• _WHAT THE TASK ASKS_: Each record is to be printed again exactly, though not its pictures.

Data items
Start of Block

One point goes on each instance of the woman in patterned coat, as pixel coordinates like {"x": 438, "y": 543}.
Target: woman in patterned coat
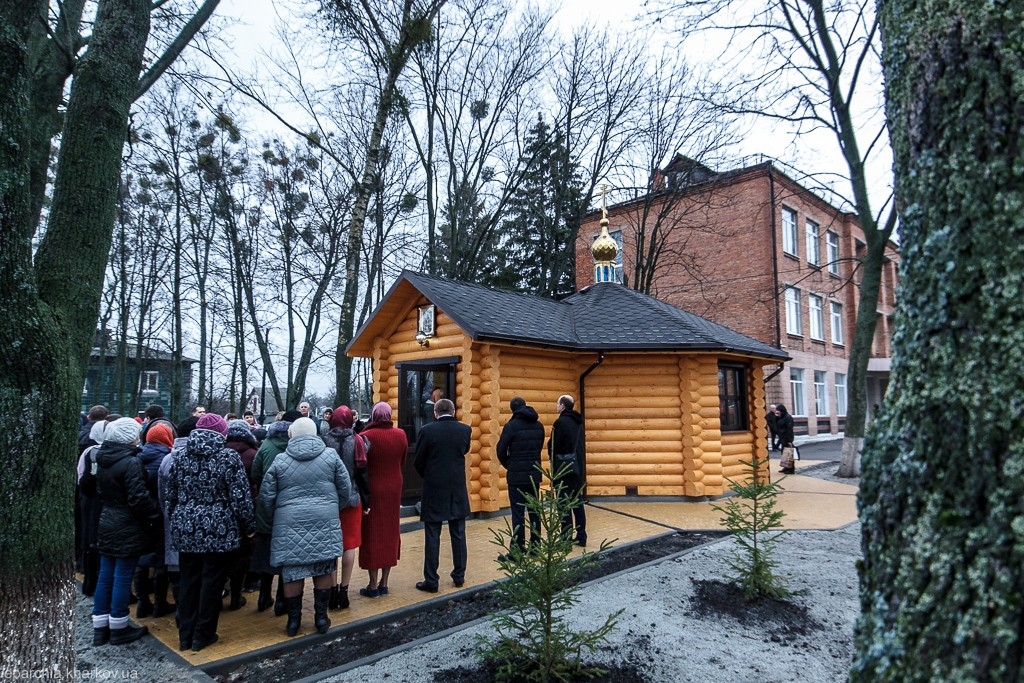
{"x": 381, "y": 527}
{"x": 210, "y": 506}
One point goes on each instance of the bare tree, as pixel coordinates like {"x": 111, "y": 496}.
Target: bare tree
{"x": 942, "y": 497}
{"x": 53, "y": 295}
{"x": 387, "y": 35}
{"x": 821, "y": 58}
{"x": 467, "y": 114}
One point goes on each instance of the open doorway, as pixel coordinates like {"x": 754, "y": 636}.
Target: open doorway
{"x": 421, "y": 383}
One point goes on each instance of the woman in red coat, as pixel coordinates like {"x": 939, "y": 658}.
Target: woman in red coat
{"x": 381, "y": 535}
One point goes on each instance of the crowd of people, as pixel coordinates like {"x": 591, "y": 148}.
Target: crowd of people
{"x": 184, "y": 518}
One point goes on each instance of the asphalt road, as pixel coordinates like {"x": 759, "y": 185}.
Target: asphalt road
{"x": 830, "y": 450}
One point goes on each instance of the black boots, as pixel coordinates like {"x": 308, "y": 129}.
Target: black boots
{"x": 294, "y": 608}
{"x": 143, "y": 587}
{"x": 322, "y": 597}
{"x": 161, "y": 607}
{"x": 339, "y": 597}
{"x": 264, "y": 601}
{"x": 280, "y": 604}
{"x": 128, "y": 634}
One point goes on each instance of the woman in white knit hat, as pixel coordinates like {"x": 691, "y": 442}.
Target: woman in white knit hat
{"x": 304, "y": 489}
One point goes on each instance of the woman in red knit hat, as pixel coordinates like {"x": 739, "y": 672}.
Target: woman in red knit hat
{"x": 381, "y": 527}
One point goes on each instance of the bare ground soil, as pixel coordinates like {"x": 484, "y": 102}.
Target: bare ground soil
{"x": 409, "y": 628}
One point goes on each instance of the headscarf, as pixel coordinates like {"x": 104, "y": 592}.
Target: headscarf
{"x": 302, "y": 427}
{"x": 213, "y": 422}
{"x": 160, "y": 433}
{"x": 381, "y": 412}
{"x": 96, "y": 433}
{"x": 342, "y": 418}
{"x": 240, "y": 429}
{"x": 123, "y": 430}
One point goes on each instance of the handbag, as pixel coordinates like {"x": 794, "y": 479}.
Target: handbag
{"x": 566, "y": 465}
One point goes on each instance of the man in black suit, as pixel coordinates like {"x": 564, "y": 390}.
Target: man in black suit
{"x": 440, "y": 460}
{"x": 519, "y": 453}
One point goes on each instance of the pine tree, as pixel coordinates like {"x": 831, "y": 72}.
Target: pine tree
{"x": 544, "y": 218}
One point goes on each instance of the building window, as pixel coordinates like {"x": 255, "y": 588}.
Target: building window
{"x": 840, "y": 393}
{"x": 788, "y": 231}
{"x": 617, "y": 237}
{"x": 148, "y": 381}
{"x": 817, "y": 319}
{"x": 813, "y": 252}
{"x": 820, "y": 393}
{"x": 832, "y": 244}
{"x": 797, "y": 386}
{"x": 837, "y": 322}
{"x": 794, "y": 325}
{"x": 732, "y": 397}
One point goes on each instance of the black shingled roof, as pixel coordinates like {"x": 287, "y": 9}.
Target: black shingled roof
{"x": 604, "y": 316}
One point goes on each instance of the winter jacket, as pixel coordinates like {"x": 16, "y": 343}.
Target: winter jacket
{"x": 246, "y": 447}
{"x": 341, "y": 439}
{"x": 783, "y": 427}
{"x": 302, "y": 493}
{"x": 84, "y": 437}
{"x": 129, "y": 512}
{"x": 152, "y": 456}
{"x": 440, "y": 460}
{"x": 273, "y": 444}
{"x": 170, "y": 554}
{"x": 207, "y": 497}
{"x": 519, "y": 447}
{"x": 566, "y": 436}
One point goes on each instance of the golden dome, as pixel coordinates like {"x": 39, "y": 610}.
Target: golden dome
{"x": 604, "y": 248}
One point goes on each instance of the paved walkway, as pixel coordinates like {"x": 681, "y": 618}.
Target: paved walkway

End of Block

• _PROBLEM SOLUTION_:
One point goes on each instance of the woman in patterned coat, as pixel coordinates like {"x": 438, "y": 543}.
Target: woman in patterned coat
{"x": 381, "y": 527}
{"x": 210, "y": 506}
One point goes on each instance of the bare tree, as pixel coordinates like {"x": 111, "y": 496}.
Target: bare tree
{"x": 942, "y": 497}
{"x": 53, "y": 295}
{"x": 387, "y": 35}
{"x": 821, "y": 58}
{"x": 467, "y": 114}
One point goes on each instance of the open doorway, as pixel coordinates like {"x": 754, "y": 636}.
Target: open doorway
{"x": 421, "y": 383}
One point goes on each instance of the woman in red coat, as pixel coordinates like {"x": 939, "y": 658}.
Target: woman in red coat
{"x": 381, "y": 535}
One point goes on each instance of the crowd of people, as pixel coordinates like {"x": 591, "y": 148}.
Target: crowd of people
{"x": 184, "y": 518}
One point goes on each instance of the asphalt road, as pixel coordinates like {"x": 759, "y": 185}.
Target: asphalt road
{"x": 830, "y": 450}
One point goes on each instance of the black boots, as pixel coordinates like {"x": 308, "y": 129}.
Target: black boots
{"x": 294, "y": 608}
{"x": 143, "y": 587}
{"x": 322, "y": 597}
{"x": 161, "y": 607}
{"x": 339, "y": 597}
{"x": 264, "y": 601}
{"x": 280, "y": 604}
{"x": 128, "y": 634}
One point goes on each instance of the woman in white knit hat, as pixel coordinates like {"x": 691, "y": 442}.
Target: woman in white knit hat
{"x": 304, "y": 489}
One point goes on each instance of the woman in red knit hat, as pixel coordinates like {"x": 739, "y": 672}.
Target: woman in red knit hat
{"x": 381, "y": 527}
One point goes on each instance of the bare ground soil, as pixel coordinates like {"x": 484, "y": 102}.
Target: bare ground soil
{"x": 409, "y": 628}
One point goes on each instance of the headscarf, as pixel coordinates like {"x": 104, "y": 592}.
Target: headscarf
{"x": 302, "y": 427}
{"x": 213, "y": 422}
{"x": 160, "y": 433}
{"x": 381, "y": 412}
{"x": 96, "y": 433}
{"x": 342, "y": 418}
{"x": 240, "y": 429}
{"x": 123, "y": 430}
One point goes on each instance of the handbag, as pixel coordinates like {"x": 794, "y": 479}.
Target: handbag
{"x": 566, "y": 465}
One point goes on each instance of the man in black suit, as pixel coordinates like {"x": 564, "y": 390}.
Target: man in black suit
{"x": 440, "y": 460}
{"x": 519, "y": 453}
One point goes on each instance of the pine tree, as pixel coordinates like {"x": 831, "y": 72}.
Target: pine tree
{"x": 544, "y": 218}
One point goes on each instance of the building window, as pixel coordinates like {"x": 255, "y": 588}.
Target: building window
{"x": 840, "y": 393}
{"x": 788, "y": 231}
{"x": 617, "y": 237}
{"x": 148, "y": 381}
{"x": 817, "y": 319}
{"x": 813, "y": 252}
{"x": 820, "y": 393}
{"x": 832, "y": 244}
{"x": 797, "y": 386}
{"x": 837, "y": 322}
{"x": 794, "y": 325}
{"x": 732, "y": 397}
One point goes on each instance of the black shingled roof, as pixel coordinates like {"x": 287, "y": 9}.
Target: black shingled roof
{"x": 604, "y": 316}
One point goes on each instance of the winter jacket, as pixel coordinates like {"x": 16, "y": 343}.
Target: winter jacket
{"x": 246, "y": 447}
{"x": 341, "y": 439}
{"x": 783, "y": 427}
{"x": 302, "y": 493}
{"x": 84, "y": 437}
{"x": 129, "y": 512}
{"x": 152, "y": 456}
{"x": 440, "y": 460}
{"x": 273, "y": 444}
{"x": 170, "y": 554}
{"x": 207, "y": 497}
{"x": 519, "y": 447}
{"x": 566, "y": 436}
One point goes on each instance of the golden dome, as pixel coordinates like {"x": 39, "y": 610}.
Target: golden dome
{"x": 604, "y": 248}
One point goes on each instance of the paved walkway, as pixel coordinates like {"x": 681, "y": 618}.
Target: paved walkway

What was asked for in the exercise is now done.